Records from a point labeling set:
----

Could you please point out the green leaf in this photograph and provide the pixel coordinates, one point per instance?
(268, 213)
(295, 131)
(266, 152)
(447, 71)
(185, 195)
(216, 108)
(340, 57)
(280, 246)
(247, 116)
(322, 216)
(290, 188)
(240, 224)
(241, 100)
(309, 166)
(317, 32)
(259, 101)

----

§ **Exercise**
Return every line of the records that contains the word "pixel".

§ **Full response**
Could you please point out the green leaf in this photograph and provide the pixel coordinates, one point per instance?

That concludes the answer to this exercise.